> Do this: Find every line in the records below that contains the word "black", and copy each of those lines.

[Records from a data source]
##############################

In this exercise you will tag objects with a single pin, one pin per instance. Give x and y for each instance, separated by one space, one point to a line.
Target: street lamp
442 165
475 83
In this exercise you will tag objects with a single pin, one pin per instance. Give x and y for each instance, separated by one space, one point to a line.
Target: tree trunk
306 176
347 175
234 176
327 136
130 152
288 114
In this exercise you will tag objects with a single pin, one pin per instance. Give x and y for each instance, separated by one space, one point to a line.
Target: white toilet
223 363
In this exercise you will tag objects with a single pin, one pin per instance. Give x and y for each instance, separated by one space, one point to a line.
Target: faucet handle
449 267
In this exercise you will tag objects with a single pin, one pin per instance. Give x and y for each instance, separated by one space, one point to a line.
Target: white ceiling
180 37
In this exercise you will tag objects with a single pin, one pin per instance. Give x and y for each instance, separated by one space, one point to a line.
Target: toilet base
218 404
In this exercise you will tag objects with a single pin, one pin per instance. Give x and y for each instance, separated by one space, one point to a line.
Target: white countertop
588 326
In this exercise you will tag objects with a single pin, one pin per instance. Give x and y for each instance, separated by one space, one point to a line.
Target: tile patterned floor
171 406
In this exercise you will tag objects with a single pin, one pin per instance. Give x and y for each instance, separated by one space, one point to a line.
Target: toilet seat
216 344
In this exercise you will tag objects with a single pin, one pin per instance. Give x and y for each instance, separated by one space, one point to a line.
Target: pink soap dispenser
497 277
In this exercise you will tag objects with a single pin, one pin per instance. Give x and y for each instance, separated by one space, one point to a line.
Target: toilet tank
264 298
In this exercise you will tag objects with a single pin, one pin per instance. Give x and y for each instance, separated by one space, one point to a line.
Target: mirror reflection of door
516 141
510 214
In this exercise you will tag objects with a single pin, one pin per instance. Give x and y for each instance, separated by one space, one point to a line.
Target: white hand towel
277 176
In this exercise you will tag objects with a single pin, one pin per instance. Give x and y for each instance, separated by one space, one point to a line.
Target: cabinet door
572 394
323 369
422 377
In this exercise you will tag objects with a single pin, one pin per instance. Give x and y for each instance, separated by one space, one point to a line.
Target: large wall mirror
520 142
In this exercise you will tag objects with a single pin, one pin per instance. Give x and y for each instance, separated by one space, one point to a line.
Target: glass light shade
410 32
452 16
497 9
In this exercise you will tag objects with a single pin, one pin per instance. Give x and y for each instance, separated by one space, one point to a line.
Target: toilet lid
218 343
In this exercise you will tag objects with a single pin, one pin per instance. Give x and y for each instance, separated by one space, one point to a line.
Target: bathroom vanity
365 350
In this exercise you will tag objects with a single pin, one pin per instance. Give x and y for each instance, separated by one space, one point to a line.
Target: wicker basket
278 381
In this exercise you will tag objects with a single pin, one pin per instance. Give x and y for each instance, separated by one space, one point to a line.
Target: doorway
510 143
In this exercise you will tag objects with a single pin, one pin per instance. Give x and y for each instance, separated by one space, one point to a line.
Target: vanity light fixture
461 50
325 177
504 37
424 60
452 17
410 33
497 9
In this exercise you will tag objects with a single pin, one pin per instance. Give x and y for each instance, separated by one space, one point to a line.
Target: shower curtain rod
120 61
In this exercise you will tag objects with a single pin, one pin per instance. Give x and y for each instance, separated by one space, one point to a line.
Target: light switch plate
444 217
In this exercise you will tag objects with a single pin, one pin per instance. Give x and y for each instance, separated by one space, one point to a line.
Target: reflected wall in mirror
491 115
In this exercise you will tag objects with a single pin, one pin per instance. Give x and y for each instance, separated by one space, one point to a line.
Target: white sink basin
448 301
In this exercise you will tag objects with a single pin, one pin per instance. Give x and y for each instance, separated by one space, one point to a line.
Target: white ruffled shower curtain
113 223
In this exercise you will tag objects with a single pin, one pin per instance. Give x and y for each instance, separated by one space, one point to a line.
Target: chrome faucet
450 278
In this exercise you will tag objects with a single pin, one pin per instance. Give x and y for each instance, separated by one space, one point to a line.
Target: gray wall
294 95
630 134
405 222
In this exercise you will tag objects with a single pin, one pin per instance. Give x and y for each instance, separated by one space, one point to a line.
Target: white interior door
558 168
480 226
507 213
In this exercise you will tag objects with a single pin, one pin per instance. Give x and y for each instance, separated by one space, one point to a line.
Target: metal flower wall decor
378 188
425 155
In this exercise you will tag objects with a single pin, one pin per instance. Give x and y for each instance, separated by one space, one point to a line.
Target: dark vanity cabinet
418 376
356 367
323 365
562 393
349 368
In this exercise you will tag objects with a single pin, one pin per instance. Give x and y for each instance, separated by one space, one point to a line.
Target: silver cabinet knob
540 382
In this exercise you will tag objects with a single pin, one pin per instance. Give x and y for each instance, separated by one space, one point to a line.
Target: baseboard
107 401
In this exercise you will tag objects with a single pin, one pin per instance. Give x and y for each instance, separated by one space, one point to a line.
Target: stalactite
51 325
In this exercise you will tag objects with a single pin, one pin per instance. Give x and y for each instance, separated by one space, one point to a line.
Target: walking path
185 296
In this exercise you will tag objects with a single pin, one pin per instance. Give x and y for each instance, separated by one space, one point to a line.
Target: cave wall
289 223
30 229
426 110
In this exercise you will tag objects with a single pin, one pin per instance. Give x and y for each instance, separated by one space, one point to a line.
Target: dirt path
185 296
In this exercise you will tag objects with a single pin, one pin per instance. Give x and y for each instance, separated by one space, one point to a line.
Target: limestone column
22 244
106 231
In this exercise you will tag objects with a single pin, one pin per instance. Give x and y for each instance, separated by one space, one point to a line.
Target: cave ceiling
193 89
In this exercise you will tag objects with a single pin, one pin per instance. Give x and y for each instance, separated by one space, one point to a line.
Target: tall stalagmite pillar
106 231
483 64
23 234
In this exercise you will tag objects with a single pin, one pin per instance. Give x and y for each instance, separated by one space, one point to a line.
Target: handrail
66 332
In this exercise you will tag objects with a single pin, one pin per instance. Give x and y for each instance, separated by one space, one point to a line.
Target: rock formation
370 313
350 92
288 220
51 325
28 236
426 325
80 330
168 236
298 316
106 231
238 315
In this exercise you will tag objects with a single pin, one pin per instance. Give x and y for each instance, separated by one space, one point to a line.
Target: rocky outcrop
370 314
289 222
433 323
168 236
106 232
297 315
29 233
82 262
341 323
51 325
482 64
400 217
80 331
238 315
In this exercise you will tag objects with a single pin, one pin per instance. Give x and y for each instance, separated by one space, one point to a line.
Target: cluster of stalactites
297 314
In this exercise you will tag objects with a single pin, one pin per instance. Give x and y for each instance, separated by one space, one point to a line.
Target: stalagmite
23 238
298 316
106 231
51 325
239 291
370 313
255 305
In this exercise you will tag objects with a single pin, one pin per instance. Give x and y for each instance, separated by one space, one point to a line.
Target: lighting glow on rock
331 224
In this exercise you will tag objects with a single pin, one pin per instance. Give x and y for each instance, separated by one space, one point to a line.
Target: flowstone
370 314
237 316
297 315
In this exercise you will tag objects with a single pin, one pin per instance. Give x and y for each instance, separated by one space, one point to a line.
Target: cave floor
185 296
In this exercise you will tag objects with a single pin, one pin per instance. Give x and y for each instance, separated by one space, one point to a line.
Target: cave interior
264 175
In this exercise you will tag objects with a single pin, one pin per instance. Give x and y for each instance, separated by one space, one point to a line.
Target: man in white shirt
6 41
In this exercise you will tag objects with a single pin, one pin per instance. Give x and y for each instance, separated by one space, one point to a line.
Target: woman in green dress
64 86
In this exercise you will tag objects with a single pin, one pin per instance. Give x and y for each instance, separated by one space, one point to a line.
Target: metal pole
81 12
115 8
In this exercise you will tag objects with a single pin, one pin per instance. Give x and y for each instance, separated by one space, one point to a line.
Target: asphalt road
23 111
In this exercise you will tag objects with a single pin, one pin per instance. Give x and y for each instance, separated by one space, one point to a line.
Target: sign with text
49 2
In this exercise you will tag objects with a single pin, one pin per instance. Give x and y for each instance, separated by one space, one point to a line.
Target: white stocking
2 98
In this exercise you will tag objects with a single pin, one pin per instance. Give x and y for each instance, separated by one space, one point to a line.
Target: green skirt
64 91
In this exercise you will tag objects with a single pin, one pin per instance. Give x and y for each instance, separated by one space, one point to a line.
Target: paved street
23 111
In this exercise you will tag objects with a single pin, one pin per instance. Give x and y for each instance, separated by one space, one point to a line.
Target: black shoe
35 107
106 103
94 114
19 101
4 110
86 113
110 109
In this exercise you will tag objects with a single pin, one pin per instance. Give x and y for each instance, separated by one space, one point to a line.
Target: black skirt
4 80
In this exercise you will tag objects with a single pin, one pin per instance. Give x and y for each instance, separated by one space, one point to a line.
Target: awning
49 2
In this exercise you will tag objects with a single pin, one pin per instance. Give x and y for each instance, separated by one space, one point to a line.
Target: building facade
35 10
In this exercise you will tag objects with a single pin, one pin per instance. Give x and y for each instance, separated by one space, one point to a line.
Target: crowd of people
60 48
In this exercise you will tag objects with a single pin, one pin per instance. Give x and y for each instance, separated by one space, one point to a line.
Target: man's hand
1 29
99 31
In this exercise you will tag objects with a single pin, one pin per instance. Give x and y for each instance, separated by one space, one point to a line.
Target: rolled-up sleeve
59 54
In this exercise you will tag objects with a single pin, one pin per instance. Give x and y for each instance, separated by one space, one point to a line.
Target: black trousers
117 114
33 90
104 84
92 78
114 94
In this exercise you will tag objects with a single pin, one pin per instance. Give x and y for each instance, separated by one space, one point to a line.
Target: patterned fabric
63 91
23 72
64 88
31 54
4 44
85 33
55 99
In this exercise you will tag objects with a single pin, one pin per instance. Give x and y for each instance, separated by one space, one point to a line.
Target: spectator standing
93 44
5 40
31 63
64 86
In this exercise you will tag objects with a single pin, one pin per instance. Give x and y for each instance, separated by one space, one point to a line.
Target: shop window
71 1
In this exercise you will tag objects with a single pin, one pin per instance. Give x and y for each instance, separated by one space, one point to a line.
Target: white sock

##############################

> Answer for this exercise:
Target: black shoe
Target: black skirt
Target: black trousers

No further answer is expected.